Investigators have discovered 17 more bodies on Tuesday in a forest where a cult was suspected of practising mass starvation, bringing the total number of victims to 90, including children.
There are fears that more bodies will be discovered in Shakahola forest, where cult leader Paul Mackenzie Nthenge allegedly told his followers that starvation was the only way to God.
Children are among the most recent victims of Kenya’s “Shakahola Forest Massacre,” with search teams in white overalls still on the ground inland from Malindi on the Indian Ocean coast.
The shocking discovery has shocked the nation, and President William Ruto has promised a crackdown on “unacceptable” religious movements as new details emerge.
Interior Minister Kithure Kindiki warned that the worst is yet to come.
“We don’t know how many more graves, how many more bodies, we are likely to discover,” he told reporters, adding the crimes were serious enough to warrant terrorism charges against Nthenge.
He claimed that 34 people had been discovered alive so far in the vast forest, where police were alerted to the cult’s activities and a crime scene had been established.
“The majority of the bodies exhumed are children,” an unnamed forensic investigator told AFP.
Authorities at the state-run Malindi Sub-County Hospital warned that the morgue was running out of space to store the bodies and was already operating at capacity.

[Stored dataset items]
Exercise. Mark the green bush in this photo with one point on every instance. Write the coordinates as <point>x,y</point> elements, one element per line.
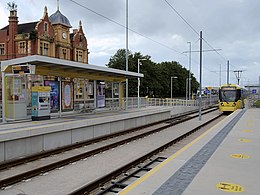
<point>257,103</point>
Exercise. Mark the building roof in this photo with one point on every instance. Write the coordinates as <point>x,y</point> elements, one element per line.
<point>24,28</point>
<point>59,18</point>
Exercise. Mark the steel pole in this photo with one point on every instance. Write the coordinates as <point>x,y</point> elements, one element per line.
<point>138,85</point>
<point>228,72</point>
<point>171,88</point>
<point>190,72</point>
<point>126,57</point>
<point>3,98</point>
<point>200,75</point>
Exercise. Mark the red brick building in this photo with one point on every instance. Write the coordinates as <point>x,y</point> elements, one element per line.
<point>50,37</point>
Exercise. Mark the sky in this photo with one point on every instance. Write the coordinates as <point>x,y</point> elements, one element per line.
<point>162,30</point>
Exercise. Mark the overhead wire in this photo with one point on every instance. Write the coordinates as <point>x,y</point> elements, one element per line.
<point>117,23</point>
<point>195,31</point>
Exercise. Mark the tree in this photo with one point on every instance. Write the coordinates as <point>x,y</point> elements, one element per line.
<point>157,76</point>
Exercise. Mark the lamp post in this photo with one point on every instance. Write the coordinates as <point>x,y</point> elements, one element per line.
<point>189,71</point>
<point>171,84</point>
<point>138,84</point>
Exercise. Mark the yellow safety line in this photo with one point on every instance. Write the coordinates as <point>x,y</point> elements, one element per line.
<point>164,163</point>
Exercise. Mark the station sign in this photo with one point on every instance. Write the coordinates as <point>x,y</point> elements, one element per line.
<point>23,69</point>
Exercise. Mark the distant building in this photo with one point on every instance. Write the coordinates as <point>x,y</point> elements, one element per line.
<point>49,37</point>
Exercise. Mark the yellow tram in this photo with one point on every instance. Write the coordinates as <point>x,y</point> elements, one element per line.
<point>231,97</point>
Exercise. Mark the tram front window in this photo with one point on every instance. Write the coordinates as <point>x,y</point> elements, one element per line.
<point>228,96</point>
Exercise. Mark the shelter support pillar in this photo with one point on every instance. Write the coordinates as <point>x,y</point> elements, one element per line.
<point>95,94</point>
<point>3,98</point>
<point>121,96</point>
<point>60,80</point>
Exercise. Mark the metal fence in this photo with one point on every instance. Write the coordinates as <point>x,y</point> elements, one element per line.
<point>85,106</point>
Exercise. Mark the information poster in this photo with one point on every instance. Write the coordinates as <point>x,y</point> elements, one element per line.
<point>67,95</point>
<point>54,94</point>
<point>101,99</point>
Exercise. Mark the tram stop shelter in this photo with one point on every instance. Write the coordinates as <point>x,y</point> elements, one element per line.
<point>73,85</point>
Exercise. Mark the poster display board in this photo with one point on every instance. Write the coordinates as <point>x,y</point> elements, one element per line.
<point>54,94</point>
<point>41,102</point>
<point>67,95</point>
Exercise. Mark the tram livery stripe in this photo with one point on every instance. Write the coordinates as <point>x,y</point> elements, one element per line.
<point>178,182</point>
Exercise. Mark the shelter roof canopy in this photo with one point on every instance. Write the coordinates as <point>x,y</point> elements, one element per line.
<point>65,68</point>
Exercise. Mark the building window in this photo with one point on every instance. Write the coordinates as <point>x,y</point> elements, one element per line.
<point>44,48</point>
<point>22,47</point>
<point>2,49</point>
<point>79,55</point>
<point>46,27</point>
<point>64,53</point>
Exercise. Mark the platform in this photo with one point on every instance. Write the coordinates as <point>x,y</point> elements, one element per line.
<point>25,138</point>
<point>223,159</point>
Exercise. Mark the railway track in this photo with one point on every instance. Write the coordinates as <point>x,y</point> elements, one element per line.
<point>138,133</point>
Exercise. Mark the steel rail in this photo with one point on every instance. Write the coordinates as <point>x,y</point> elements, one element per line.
<point>106,178</point>
<point>22,176</point>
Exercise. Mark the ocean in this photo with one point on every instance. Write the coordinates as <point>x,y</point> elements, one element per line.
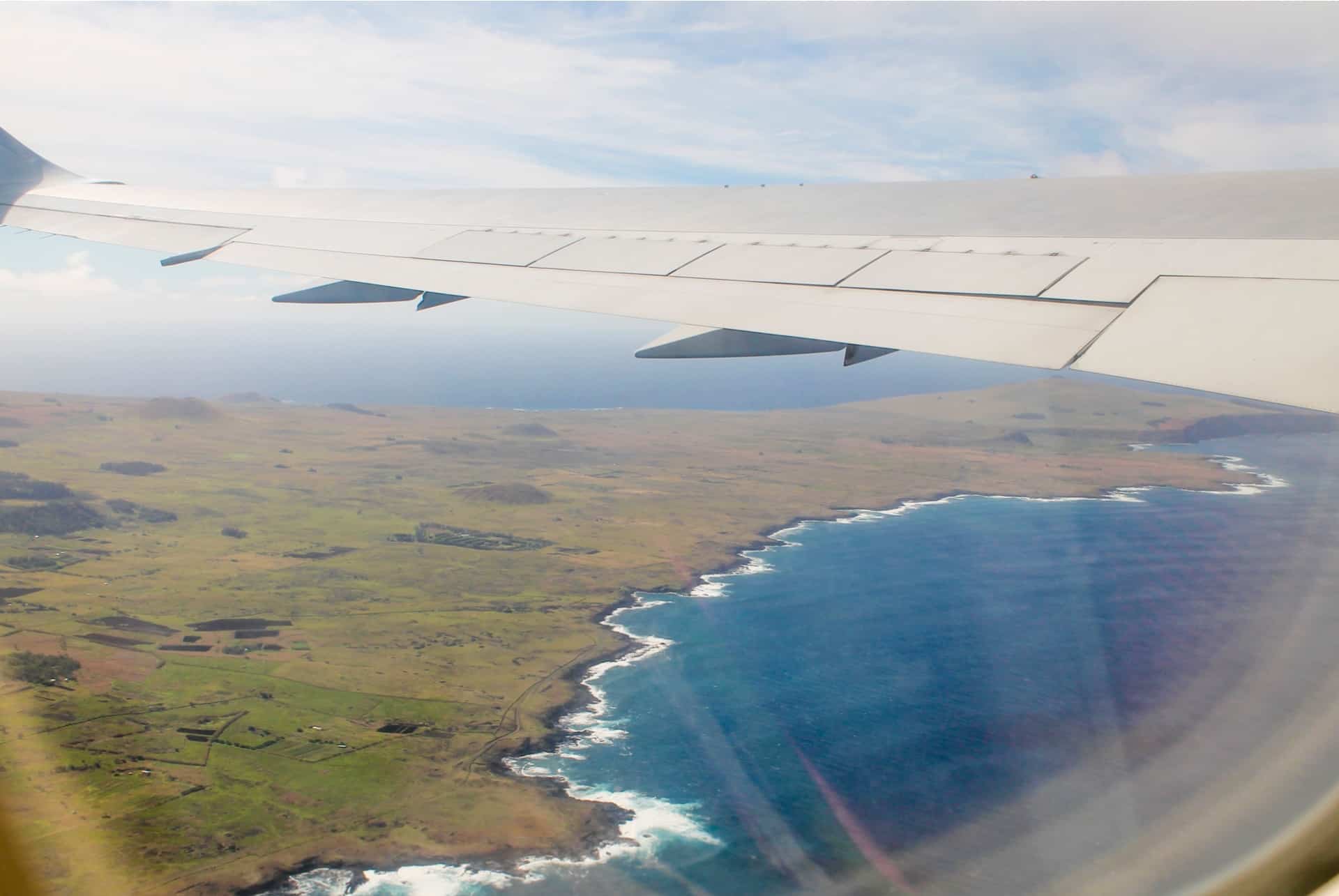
<point>972,695</point>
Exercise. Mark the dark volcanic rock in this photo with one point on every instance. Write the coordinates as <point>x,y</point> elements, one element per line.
<point>17,487</point>
<point>1225,425</point>
<point>51,519</point>
<point>531,430</point>
<point>506,493</point>
<point>133,468</point>
<point>188,409</point>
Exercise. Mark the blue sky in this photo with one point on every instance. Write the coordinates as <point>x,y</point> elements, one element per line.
<point>419,96</point>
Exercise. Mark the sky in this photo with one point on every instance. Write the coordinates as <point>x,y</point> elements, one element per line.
<point>434,96</point>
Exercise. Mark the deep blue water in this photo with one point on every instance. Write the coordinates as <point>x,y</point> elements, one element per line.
<point>916,698</point>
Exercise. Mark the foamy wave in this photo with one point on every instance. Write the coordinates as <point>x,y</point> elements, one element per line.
<point>651,820</point>
<point>417,880</point>
<point>434,880</point>
<point>1239,465</point>
<point>714,584</point>
<point>717,584</point>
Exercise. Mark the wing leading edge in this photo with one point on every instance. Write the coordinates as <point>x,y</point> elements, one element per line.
<point>1227,283</point>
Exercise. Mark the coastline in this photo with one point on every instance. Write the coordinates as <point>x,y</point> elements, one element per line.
<point>573,720</point>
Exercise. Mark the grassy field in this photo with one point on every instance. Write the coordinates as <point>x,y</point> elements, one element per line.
<point>363,611</point>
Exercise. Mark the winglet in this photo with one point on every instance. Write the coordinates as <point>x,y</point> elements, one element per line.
<point>20,167</point>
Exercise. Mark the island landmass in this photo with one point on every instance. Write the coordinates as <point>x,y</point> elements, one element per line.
<point>303,637</point>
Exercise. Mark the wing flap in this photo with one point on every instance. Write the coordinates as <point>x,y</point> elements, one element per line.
<point>160,236</point>
<point>1001,330</point>
<point>1267,339</point>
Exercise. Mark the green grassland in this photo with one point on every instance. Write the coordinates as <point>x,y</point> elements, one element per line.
<point>480,551</point>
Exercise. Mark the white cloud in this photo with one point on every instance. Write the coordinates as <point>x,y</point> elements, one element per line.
<point>75,280</point>
<point>416,96</point>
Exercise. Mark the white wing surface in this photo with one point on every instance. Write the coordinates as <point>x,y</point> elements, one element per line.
<point>1227,283</point>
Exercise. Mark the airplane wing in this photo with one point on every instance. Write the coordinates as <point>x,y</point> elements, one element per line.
<point>1227,283</point>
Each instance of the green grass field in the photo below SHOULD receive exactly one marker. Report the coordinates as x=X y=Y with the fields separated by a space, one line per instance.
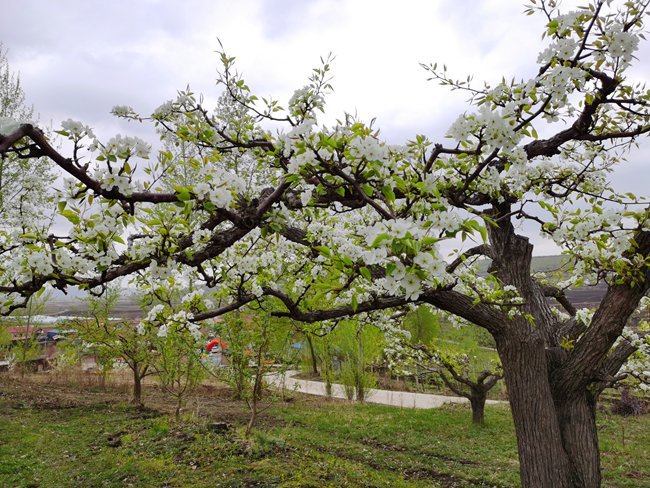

**Exercise requirements**
Translate this sentence from the Shakahola forest report into Spanish: "Interior Minister Kithure Kindiki warned that the worst is yet to come."

**Written response**
El ministro del Interior, Kithure Kindiki, advirtió que lo peor está por venir.